Setup

Getting Started

Clone, install, first workbench.

Prerequisites

CLI Purpose
git Version control
gh GitHub CLI — repo creation, auth, API calls
rsync Template-owned file sync during update.wb
python3 Manifest rendering

Optional but recommended:

Install

git clone https://github.com/amit-t/ai-devkit.git ~/Projects/Tools-Utilities/ai-devkit
cd ~/Projects/Tools-Utilities/ai-devkit
./install.zsh

install.zsh symlinks the workbench commands into ~/.local/bin/ and appends aliases to ~/.zshrc:

Command Alias Variants Purpose
init.wb init.wb.dev, init.wb.cly Create new workbench
join.wb join.wb.dev, join.wb.cly Join existing workbench
wb.upgrade wb.upgrade.dev, wb.upgrade.cly Pull template updates (replaces update.wb)
update.wb (deprecated) Old name for wb.upgrade; still works, prints a nag
orgs.wb (none) Manage GitHub org list
devkit.upgrade (none) Pull a newer ai-devkit release and reinstall
ralph.upgrade (none) Pull a newer ai-ralph release and reinstall
devkit doctor (none) Show version state for all three tools; offers --fix

The .dev variants force the Devin agent, .cly variants force Claude.

Ensure ~/.local/bin is on PATH:

export PATH="$HOME/.local/bin:$PATH"   # add to ~/.zshrc if missing
source ~/.zshrc

One-time bootstrap (existing clones)

If you cloned ai-devkit before the versioning release, run the bootstrap step once so the new aliases (devkit.upgrade, ralph.upgrade, wb.upgrade, devkit doctor) become available:

cd ~/Projects/Tools-Utilities/ai-devkit
git pull
./install.zsh
exec zsh

install.zsh is idempotent: re-running it will not duplicate alias lines or DEVKIT_CLONE exports. After exec zsh, the new commands are on PATH and the first run of any tool will perform a one-time version-check banner. See Versioning + upgrades for details.

- - -

Exercise requirements -
- A) In the setup guide, copy the stretch from "git clone https://github.com/amit-t/ai-devkit.git" through "updates (replaces update.wb)", replacing "workbench" with "project".
- B) Answer these questions from the setup guide:
(i) What is rsync used for?
(ii) Which agent do the .cly variants force?
(iii) What does re-running install.zsh not duplicate?

Data block -

- - -

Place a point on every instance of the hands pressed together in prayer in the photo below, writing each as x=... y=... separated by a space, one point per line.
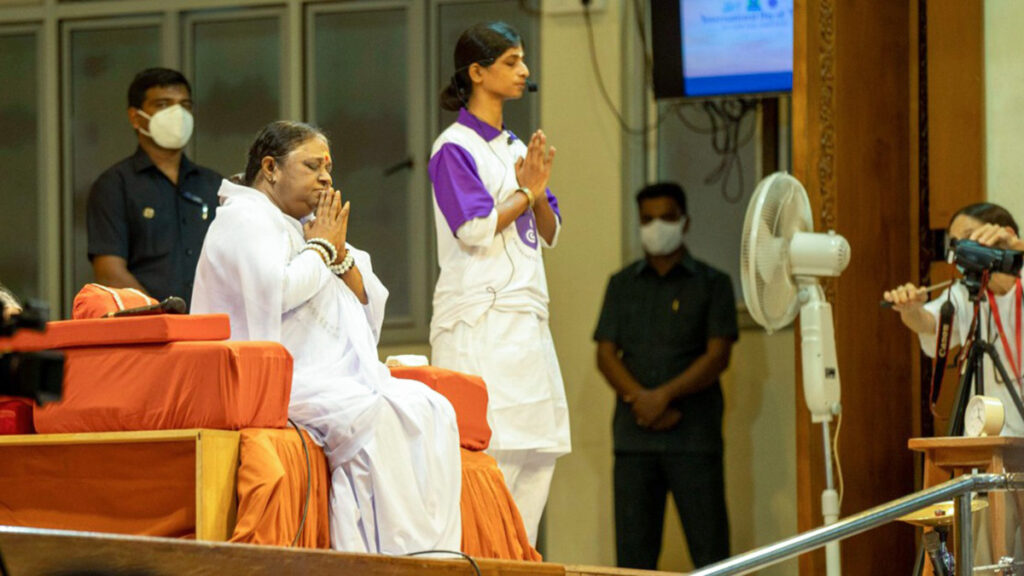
x=534 y=170
x=331 y=221
x=651 y=410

- - -

Answers -
- A)
git clone https://github.com/amit-t/ai-devkit.git ~/Projects/Tools-Utilities/ai-devkit
cd ~/Projects/Tools-Utilities/ai-devkit
./install.zsh

install.zsh symlinks the project commands into ~/.local/bin/ and appends aliases to ~/.zshrc:

Command Alias Variants Purpose
init.wb init.wb.dev, init.wb.cly Create new project
join.wb join.wb.dev, join.wb.cly Join existing project
wb.upgrade wb.upgrade.dev, wb.upgrade.cly Pull template updates (replaces update.wb)

- B)
(i) Template-owned file sync during update.wb.
(ii) Claude.
(iii) Alias lines or DEVKIT_CLONE exports.